[Instructions for the task]: Exact repetition, pictures omitted: give every record below again.

-.-.-

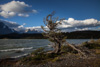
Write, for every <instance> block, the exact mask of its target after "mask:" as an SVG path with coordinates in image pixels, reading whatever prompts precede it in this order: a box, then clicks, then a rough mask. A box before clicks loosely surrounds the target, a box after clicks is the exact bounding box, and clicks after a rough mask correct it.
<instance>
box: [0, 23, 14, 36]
mask: <svg viewBox="0 0 100 67" xmlns="http://www.w3.org/2000/svg"><path fill="white" fill-rule="evenodd" d="M15 32H16V31H15V30H13V29H10V28H9V27H8V26H7V25H5V24H4V23H3V22H1V21H0V34H1V35H2V34H10V33H15Z"/></svg>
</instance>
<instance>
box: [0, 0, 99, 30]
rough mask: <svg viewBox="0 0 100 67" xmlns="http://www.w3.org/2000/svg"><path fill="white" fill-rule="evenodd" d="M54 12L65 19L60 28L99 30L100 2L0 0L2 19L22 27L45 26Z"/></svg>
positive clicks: (81, 29)
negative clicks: (91, 29)
mask: <svg viewBox="0 0 100 67" xmlns="http://www.w3.org/2000/svg"><path fill="white" fill-rule="evenodd" d="M52 11H55V12H56V13H55V15H54V17H59V19H61V18H65V21H63V23H62V24H63V25H61V26H59V27H60V28H63V29H65V28H67V29H71V30H72V29H74V30H75V29H81V30H82V29H83V30H84V29H90V28H91V29H99V25H100V23H99V22H100V0H0V19H2V20H6V21H10V22H16V23H17V24H19V25H22V27H23V26H24V27H39V26H41V25H44V24H43V18H44V17H46V16H47V15H48V14H50V13H51V12H52ZM20 27H21V26H20ZM81 27H82V28H81Z"/></svg>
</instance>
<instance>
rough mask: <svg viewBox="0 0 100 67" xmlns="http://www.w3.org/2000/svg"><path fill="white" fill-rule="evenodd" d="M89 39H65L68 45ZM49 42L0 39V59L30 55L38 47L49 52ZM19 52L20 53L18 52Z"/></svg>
mask: <svg viewBox="0 0 100 67" xmlns="http://www.w3.org/2000/svg"><path fill="white" fill-rule="evenodd" d="M89 40H90V39H67V42H69V43H70V44H81V43H82V42H86V41H89ZM49 43H50V42H49V41H48V40H46V39H0V59H3V58H9V57H11V58H17V57H21V56H24V55H27V54H29V53H31V52H32V51H33V50H35V49H37V48H39V47H45V48H46V50H50V49H51V48H50V46H48V44H49ZM18 51H20V52H18Z"/></svg>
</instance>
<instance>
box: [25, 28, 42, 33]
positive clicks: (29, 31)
mask: <svg viewBox="0 0 100 67" xmlns="http://www.w3.org/2000/svg"><path fill="white" fill-rule="evenodd" d="M25 32H26V33H28V34H33V33H35V34H36V33H42V32H41V31H37V30H35V29H33V30H31V29H27V30H26V31H25Z"/></svg>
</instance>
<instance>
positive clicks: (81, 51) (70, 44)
mask: <svg viewBox="0 0 100 67" xmlns="http://www.w3.org/2000/svg"><path fill="white" fill-rule="evenodd" d="M66 44H67V45H68V46H70V47H71V48H72V49H74V50H76V51H77V52H78V53H79V54H80V56H81V57H83V58H87V56H86V54H85V53H84V52H82V51H81V50H80V49H77V48H75V46H73V45H71V44H69V43H68V42H66Z"/></svg>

-.-.-

[Reply to the exercise]:
Write, for every <instance> block, the exact mask of its target after "mask:" as an SVG path with coordinates in image pixels, reading whatever prompts precede it in this order: a box, then clicks, then a rough mask. A box before clicks loosely surrounds the target, a box after clicks is the exact bounding box, and clicks after a rough mask correct it.
<instance>
box: [0, 23, 14, 36]
mask: <svg viewBox="0 0 100 67" xmlns="http://www.w3.org/2000/svg"><path fill="white" fill-rule="evenodd" d="M15 32H16V31H15V30H13V29H10V28H9V27H8V26H7V25H5V24H4V23H3V22H1V21H0V34H1V35H2V34H10V33H15Z"/></svg>
</instance>
<instance>
box: [0, 0, 99, 30]
rough mask: <svg viewBox="0 0 100 67" xmlns="http://www.w3.org/2000/svg"><path fill="white" fill-rule="evenodd" d="M54 12L65 19L60 28L99 30L100 2L0 0L2 19L22 27L45 26Z"/></svg>
positive clicks: (81, 29)
negative clicks: (91, 29)
mask: <svg viewBox="0 0 100 67" xmlns="http://www.w3.org/2000/svg"><path fill="white" fill-rule="evenodd" d="M52 11H55V12H56V13H55V15H54V17H59V19H61V18H65V21H63V23H62V24H63V25H61V26H59V27H60V28H63V29H65V28H67V29H71V30H72V29H74V30H75V29H81V30H82V29H83V30H84V29H90V28H91V29H99V25H100V23H99V22H100V0H0V19H2V20H6V21H10V22H16V23H17V24H19V25H22V27H23V26H24V27H39V26H41V25H44V24H43V18H44V17H46V16H47V15H48V14H50V13H51V12H52ZM20 27H21V26H20ZM81 27H82V28H81Z"/></svg>
</instance>
<instance>
rough mask: <svg viewBox="0 0 100 67" xmlns="http://www.w3.org/2000/svg"><path fill="white" fill-rule="evenodd" d="M89 39H65L68 45ZM49 42L0 39V59L30 55L38 47L49 52ZM19 52L20 53L18 52Z"/></svg>
mask: <svg viewBox="0 0 100 67" xmlns="http://www.w3.org/2000/svg"><path fill="white" fill-rule="evenodd" d="M89 40H90V39H67V42H69V43H70V44H81V43H82V42H86V41H89ZM49 43H50V42H49V41H48V40H46V39H0V59H3V58H9V57H11V58H17V57H21V56H24V55H27V54H29V53H31V52H32V51H33V50H35V49H37V48H39V47H45V48H46V50H50V49H51V48H50V46H48V44H49ZM18 51H20V52H18Z"/></svg>
</instance>
<instance>
box: [25, 28, 42, 33]
positive clicks: (29, 31)
mask: <svg viewBox="0 0 100 67" xmlns="http://www.w3.org/2000/svg"><path fill="white" fill-rule="evenodd" d="M25 32H26V33H28V34H33V33H35V34H36V33H42V32H41V31H37V30H35V29H33V30H31V29H27V30H26V31H25Z"/></svg>
</instance>
<instance>
positive clicks: (81, 51) (70, 44)
mask: <svg viewBox="0 0 100 67" xmlns="http://www.w3.org/2000/svg"><path fill="white" fill-rule="evenodd" d="M66 44H67V45H68V46H70V47H71V48H72V49H74V50H76V51H77V52H78V53H79V54H80V56H81V57H83V58H87V56H86V54H85V53H84V52H82V51H81V50H80V49H77V48H75V46H73V45H71V44H69V43H68V42H66Z"/></svg>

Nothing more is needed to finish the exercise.